→ **Extrait choisi**
Le 28 janvier 2015 la proposition d’amendement initiée par l’association 30 millions d’amis et ses nombreux signataires a été validée, permettant ainsi aux animaux d’être reconnus par le code civil comme êtres sentients: ils ne sont désormais plus considérés comme des « biens meubles » mais comme des « êtres doués de sensibilité ». Mais y a-t-il anguille sous roche ? Le point un an après.
Changement juridique, changement de pratiques ?
Cette récente réforme prolonge d’autres initiatives timides et ponctuelles depuis 1950 dont par exemple le délit de cruauté sur l’animal domestique ou encore la loi Grammont (droit pénal) qui punit d’amende voire de prison ceux qui infligent de mauvais traitements aux animaux en public… Des réformes qu’à demi.
 
Cependant, malgré sa dimension symbolique essentielle, certains défenseurs des animaux blâment son inefficience pratique et la complexification théorique engendrée. D’un point de vue théorique, les animaux sauvages, d’élevage et de laboratoires sont en effet exclus de ce changement de statut puisque l’amendement s’applique uniquement aux animaux domestiques donc il y a démultiplication arbitraire des étiquettes désignant l’animal. En pratique, les animaux exclus ne peuvent espérer d’améliorations tangibles alors que c’est eux qui prioritairement ont besoin d’être reconsidérés. A l’instar de l’initiative ambitieuse d’une Déclaration des droits de l’animal à la Maison de l’UNESCO fin XXe dénuée de répercussions empiriques, le changement se cantonne dans la sphère philosophique.Si l’amendement semble aller de soi, cette exclusion interne discriminante et l’assimilation paradoxale aux êtres humains de certains est de la mauvaise foi puisqu’elle sert habilement les intérêts économiques tout en donnant un semblant de satisfaction aux défenseurs du droit des animaux.

→ **Exercices**
a – Répondez brièvement à ces questions sur l'extrait consacré au statut juridique des animaux :
(i) À quelle date la proposition d'amendement a-t-elle été validée ?
(ii) Quelles catégories d'animaux sont exclues du changement de statut ?
(iii) Quelle loi relevant du droit pénal l'extrait mentionne-t-il ?
b – Rédigez la suite de l'extrait sur le statut juridique des animaux, en partant de sa dernière phrase.
La liste placée plus bas ne joue aucun rôle ici.

→ **Données**
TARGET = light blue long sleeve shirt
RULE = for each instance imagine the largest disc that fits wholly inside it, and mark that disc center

→ **Réponses par exercice**
a –
(i) Le 28 janvier 2015.
(ii) Les animaux sauvages, d'élevage et de laboratoires.
(iii) La loi Grammont.

b –
Or, il est clair que si engager de véritables réformes est crucial, encore faudrait-il que cela n’aboutisse pas sur des réformes incohérentes et inapplicables. Pour cela, l’initiative française doit être tremplin de réflexion et d’action. La preuve en est l’écho récent sur la scène internationale que ce soit au Canada, en Nouvelle-Zélande ou encore au Luxembourg qui envisagent tous trois de repenser l’animal politiquement. Affaires à suivre.
Quand l’essayer c’est… l’acheter
On entend encore bien trop souvent « j’ai acheté un chien » au lieu de « j’ai adopté un chien »qui a été « soldé ». La monétisation de l’animal est sans aucun doute la cause principale de ce choix lexical puisqu’elle assimile l’animal à un objet: la distinction entre être et objet n’est pas encore intériorisée puisque subsiste ce statut ambigu qu’incarne l’animal.
De plus, le critère prioritaire lors de l’adoption est la race, ou du moins l’apparence, qui ne devrait être que secondaire par rapport à l’assurance de leur ascendance et de leur santé ce qui les réduit alors à un simple produit marketing. Les modifications génétiques du rat domestique est un exemple flagrant puisqu’elles réduisent leur capital santé au nom de la création de typologies originales.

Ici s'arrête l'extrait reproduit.